### GIVEN EXERCISE
Set out the rows below as a numbered list, omitting any blank lines.

### MATERIAL FOR THIS TASK
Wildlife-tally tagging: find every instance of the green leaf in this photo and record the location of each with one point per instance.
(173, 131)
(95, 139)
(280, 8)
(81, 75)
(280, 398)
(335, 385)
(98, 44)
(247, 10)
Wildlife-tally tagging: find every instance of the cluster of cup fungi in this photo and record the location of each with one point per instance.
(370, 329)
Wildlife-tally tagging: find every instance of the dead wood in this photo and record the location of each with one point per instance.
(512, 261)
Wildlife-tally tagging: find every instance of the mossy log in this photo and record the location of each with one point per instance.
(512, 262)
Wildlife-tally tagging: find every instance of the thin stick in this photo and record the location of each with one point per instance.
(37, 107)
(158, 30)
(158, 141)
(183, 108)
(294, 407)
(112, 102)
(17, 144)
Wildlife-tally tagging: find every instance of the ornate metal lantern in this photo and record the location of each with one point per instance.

### RESULT
1. Wildlife-tally tagging: find every instance of the green leaf in this photo and record the location of each with one point per instance.
2. (173, 131)
3. (95, 139)
4. (280, 8)
5. (81, 75)
6. (280, 398)
7. (335, 385)
8. (98, 44)
9. (247, 10)
10. Wildlife-tally tagging: find every instance of the cluster of cup fungi in this photo and record the location of each with one point per instance.
11. (370, 329)
12. Wildlife-tally tagging: find every instance of the dead wood in this photo and record the location of each with one point per instance.
13. (512, 261)
14. Wildlife-tally tagging: find every instance of the mossy log in this photo and record the location of each with one point per instance.
15. (512, 262)
16. Wildlife-tally tagging: find every instance of the thin stick in this photo and record the location of each with one point per instance.
17. (37, 107)
18. (158, 30)
19. (158, 141)
20. (183, 108)
21. (294, 407)
22. (112, 102)
23. (17, 144)
24. Wildlife-tally tagging: find every instance of the ornate metal lantern in this photo and record the location of each with one point per instance.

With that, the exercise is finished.